_Entries provided_:
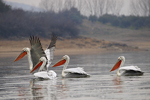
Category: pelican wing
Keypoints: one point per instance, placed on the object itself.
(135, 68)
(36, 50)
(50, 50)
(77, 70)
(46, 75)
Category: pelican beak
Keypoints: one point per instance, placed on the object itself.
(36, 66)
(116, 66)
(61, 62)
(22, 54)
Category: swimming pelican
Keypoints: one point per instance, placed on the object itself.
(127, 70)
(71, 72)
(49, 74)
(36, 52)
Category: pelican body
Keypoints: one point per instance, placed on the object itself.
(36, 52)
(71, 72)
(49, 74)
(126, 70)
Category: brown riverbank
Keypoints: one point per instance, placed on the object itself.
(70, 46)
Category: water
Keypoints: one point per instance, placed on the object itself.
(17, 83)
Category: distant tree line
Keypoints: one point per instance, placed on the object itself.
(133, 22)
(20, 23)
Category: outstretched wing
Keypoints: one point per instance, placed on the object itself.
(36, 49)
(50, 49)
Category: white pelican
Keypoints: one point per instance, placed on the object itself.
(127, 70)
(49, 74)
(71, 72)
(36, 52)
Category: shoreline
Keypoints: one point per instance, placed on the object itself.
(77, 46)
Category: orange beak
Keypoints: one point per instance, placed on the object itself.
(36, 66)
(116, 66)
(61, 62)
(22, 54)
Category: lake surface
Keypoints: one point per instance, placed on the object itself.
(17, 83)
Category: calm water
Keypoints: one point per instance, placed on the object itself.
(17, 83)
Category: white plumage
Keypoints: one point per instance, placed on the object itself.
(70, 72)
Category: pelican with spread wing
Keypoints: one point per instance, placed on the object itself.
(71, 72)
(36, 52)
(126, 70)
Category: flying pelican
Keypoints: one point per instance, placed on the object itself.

_Task statement_: Look for the string "pelican" in the records, and copy every line where it is found.

_Written solution_:
Category: pelican wing
Category: pelican beak
Category: swimming pelican
Category: pelican body
Category: white pelican
Category: pelican with spread wing
Category: flying pelican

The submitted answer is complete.